§ **DATASET RECORDS**:

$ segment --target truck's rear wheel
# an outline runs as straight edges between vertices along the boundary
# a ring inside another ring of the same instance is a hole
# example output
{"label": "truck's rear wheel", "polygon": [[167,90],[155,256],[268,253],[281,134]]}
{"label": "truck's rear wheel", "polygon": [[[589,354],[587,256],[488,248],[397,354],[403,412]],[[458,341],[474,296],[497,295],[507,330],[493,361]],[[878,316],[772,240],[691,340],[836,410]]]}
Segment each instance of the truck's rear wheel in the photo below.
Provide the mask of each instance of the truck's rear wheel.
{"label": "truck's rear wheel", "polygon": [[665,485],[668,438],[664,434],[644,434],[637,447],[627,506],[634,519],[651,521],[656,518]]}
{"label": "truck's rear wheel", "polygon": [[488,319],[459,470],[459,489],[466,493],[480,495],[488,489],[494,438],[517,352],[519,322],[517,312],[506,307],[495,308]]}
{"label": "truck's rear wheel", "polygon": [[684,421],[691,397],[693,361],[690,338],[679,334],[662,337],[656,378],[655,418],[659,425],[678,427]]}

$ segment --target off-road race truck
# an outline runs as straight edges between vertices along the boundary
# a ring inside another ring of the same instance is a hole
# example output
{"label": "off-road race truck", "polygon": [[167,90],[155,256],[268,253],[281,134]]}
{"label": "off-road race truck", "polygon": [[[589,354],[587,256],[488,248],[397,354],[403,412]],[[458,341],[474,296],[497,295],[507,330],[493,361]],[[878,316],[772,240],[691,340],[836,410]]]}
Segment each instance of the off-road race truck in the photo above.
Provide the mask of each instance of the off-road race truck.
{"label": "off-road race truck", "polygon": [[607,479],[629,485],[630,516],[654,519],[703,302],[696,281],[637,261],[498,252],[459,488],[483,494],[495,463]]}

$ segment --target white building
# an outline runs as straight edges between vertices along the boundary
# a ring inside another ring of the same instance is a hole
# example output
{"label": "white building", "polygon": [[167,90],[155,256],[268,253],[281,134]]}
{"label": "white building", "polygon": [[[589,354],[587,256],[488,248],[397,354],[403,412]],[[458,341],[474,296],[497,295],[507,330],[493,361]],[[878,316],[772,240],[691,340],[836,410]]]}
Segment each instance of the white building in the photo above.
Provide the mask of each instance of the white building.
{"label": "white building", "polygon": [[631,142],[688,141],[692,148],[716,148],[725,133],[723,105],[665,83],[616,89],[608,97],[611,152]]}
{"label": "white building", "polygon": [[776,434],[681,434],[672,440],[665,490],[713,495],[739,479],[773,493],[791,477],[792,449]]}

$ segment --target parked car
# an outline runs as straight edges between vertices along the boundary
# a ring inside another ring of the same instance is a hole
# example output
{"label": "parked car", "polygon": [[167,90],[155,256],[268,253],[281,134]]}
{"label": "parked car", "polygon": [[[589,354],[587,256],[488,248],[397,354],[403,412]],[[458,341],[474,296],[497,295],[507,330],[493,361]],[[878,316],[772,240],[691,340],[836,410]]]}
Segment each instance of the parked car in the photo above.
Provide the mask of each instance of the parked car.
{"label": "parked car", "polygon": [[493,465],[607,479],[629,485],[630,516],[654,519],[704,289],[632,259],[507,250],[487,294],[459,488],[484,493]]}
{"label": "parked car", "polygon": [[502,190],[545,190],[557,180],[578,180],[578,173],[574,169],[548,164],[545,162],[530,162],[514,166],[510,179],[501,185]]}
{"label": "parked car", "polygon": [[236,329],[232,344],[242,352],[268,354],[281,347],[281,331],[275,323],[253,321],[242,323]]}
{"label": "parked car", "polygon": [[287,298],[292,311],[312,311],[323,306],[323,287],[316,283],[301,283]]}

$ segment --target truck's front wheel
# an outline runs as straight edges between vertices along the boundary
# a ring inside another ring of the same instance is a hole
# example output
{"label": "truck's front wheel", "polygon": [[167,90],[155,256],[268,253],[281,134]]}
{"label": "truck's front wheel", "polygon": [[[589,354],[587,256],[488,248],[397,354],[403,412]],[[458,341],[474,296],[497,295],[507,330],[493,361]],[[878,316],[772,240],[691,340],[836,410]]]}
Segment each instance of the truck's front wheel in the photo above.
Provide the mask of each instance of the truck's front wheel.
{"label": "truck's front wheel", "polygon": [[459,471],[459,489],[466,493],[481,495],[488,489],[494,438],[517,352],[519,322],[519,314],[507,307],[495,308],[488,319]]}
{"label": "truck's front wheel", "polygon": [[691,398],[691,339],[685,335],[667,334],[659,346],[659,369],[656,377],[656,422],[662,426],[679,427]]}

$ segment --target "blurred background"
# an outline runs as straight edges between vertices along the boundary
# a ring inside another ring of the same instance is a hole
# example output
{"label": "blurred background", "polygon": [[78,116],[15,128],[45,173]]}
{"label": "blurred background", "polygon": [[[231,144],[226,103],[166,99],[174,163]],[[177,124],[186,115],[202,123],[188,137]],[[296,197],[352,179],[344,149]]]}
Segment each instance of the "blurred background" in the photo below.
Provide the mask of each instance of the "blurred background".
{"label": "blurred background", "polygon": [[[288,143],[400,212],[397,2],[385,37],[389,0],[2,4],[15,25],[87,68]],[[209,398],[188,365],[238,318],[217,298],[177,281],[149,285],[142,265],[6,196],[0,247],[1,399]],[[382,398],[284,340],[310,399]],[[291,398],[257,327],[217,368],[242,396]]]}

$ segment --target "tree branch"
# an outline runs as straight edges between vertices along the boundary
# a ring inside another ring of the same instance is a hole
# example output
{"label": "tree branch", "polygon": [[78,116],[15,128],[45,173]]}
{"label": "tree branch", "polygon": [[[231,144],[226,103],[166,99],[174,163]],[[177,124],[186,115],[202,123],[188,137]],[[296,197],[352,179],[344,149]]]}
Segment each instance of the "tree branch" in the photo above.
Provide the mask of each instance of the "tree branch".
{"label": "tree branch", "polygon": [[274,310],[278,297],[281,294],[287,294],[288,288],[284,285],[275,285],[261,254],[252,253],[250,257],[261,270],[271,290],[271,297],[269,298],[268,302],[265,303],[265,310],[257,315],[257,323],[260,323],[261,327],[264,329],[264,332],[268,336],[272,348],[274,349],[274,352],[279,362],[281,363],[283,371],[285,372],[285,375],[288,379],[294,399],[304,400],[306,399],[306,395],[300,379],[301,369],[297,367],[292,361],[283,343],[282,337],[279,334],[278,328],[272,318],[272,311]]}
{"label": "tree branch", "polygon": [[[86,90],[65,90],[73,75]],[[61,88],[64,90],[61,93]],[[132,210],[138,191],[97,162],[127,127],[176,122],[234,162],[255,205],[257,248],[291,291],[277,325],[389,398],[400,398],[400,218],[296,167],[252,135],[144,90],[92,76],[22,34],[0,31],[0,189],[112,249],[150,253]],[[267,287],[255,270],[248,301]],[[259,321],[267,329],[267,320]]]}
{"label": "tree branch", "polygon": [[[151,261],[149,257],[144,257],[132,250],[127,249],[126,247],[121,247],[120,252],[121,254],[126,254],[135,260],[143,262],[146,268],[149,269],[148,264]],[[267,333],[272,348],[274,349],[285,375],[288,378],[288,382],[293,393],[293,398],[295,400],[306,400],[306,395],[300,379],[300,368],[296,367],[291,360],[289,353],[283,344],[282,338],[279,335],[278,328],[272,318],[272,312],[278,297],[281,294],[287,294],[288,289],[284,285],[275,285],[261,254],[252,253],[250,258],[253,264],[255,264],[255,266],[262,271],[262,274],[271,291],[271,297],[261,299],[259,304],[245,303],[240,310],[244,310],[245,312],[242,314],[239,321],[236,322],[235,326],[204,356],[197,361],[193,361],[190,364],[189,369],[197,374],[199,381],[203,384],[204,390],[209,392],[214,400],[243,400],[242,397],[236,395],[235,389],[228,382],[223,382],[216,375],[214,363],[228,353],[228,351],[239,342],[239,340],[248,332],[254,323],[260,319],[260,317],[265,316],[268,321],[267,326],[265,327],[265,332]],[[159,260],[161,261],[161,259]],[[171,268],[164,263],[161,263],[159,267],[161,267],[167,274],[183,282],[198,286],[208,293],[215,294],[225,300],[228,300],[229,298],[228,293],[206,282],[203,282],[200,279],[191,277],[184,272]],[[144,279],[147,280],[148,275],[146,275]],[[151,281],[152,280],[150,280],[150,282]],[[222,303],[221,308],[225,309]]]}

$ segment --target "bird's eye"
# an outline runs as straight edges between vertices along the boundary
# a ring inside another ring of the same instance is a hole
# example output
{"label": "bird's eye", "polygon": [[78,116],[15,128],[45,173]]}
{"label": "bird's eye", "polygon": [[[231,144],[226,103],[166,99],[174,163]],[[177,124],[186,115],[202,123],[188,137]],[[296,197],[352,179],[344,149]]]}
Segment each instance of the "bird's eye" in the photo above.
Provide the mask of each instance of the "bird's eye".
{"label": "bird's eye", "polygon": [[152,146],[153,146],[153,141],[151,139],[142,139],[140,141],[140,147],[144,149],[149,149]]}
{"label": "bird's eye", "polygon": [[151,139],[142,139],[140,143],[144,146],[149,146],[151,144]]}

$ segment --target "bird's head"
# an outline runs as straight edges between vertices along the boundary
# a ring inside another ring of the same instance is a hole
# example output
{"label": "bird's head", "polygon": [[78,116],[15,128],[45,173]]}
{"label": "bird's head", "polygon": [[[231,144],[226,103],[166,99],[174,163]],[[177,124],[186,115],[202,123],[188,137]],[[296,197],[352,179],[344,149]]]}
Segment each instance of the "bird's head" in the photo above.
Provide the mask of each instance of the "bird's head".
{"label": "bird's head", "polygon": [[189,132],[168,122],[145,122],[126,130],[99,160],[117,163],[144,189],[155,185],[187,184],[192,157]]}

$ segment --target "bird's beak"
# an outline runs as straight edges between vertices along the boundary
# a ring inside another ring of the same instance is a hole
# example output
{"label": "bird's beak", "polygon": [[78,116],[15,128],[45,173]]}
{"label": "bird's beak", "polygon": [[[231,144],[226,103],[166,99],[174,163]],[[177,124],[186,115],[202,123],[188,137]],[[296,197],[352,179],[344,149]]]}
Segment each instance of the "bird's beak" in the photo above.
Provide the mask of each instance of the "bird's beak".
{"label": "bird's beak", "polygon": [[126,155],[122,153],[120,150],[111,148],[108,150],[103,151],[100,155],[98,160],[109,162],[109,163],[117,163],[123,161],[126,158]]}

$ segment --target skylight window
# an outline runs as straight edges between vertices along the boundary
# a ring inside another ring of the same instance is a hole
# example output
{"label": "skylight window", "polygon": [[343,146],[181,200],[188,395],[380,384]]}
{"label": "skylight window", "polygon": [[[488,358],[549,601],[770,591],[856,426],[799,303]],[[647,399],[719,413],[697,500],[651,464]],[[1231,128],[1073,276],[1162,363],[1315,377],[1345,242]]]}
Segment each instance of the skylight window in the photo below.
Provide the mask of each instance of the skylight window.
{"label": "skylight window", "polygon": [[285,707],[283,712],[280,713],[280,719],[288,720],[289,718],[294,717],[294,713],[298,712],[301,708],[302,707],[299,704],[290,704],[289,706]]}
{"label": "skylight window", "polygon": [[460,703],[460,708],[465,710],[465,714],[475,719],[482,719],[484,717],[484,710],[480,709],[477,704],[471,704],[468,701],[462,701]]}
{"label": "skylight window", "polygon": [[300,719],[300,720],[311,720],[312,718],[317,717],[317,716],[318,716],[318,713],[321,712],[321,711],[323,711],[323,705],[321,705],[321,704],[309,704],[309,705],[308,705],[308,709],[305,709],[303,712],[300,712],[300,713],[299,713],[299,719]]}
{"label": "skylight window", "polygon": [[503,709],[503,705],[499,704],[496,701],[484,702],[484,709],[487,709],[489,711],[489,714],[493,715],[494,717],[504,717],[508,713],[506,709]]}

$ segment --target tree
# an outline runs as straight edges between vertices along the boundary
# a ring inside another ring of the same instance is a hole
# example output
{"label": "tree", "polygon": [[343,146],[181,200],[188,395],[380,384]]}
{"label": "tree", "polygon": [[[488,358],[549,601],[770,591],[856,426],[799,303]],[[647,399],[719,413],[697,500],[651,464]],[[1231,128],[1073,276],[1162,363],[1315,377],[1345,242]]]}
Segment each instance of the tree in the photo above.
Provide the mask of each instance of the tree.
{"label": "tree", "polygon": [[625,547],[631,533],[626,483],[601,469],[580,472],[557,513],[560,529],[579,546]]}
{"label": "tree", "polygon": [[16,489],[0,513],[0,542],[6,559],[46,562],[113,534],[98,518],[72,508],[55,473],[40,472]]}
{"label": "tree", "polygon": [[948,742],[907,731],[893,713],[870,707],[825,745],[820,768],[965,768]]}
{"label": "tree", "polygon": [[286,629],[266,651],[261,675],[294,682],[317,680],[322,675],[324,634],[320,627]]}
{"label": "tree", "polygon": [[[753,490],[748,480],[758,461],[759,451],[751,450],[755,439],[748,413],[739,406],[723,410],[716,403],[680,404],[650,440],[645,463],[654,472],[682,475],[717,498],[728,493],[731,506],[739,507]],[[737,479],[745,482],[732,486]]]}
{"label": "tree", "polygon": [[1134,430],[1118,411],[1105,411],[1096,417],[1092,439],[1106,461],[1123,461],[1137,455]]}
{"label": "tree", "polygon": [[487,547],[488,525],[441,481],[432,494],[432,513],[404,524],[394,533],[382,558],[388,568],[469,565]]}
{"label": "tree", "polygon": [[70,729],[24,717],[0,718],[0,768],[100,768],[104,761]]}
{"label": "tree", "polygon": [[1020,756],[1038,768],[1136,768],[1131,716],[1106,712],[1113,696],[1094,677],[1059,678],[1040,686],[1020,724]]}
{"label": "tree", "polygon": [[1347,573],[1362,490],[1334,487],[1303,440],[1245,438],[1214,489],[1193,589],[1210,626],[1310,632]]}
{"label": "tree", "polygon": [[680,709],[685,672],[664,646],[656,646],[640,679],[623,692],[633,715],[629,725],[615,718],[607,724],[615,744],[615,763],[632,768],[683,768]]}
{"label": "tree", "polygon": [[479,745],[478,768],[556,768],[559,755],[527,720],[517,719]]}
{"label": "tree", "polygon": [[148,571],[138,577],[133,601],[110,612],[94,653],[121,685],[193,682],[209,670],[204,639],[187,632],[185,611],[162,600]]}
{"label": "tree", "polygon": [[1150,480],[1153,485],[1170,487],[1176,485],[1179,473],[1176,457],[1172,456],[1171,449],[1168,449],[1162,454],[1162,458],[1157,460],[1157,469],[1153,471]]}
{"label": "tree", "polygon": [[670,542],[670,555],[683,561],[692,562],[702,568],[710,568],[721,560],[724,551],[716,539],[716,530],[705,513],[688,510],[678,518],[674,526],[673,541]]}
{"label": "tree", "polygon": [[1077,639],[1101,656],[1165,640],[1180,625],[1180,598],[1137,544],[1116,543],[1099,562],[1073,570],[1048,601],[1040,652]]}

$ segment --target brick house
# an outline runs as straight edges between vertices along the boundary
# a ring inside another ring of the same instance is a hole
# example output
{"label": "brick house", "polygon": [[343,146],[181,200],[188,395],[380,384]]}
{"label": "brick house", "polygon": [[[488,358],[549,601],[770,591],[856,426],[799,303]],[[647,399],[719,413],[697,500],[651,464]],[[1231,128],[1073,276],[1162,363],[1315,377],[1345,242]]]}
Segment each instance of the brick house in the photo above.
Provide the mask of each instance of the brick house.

§ **HOW TO COMPLETE THIS TASK**: Check the entries above for the word "brick" and copy every line where it turns up.

§ **YOUR SOLUTION**:
$ segment --target brick house
{"label": "brick house", "polygon": [[343,146],[181,200],[188,395],[380,384]]}
{"label": "brick house", "polygon": [[[488,358],[549,601],[770,591],[856,426],[799,303]],[[647,399],[719,413],[697,500],[651,464]],[[1231,128],[1073,276],[1162,363],[1315,377],[1345,242]]]}
Segment each instance of the brick house in the photo above.
Provide the mask of each instance of the brick house.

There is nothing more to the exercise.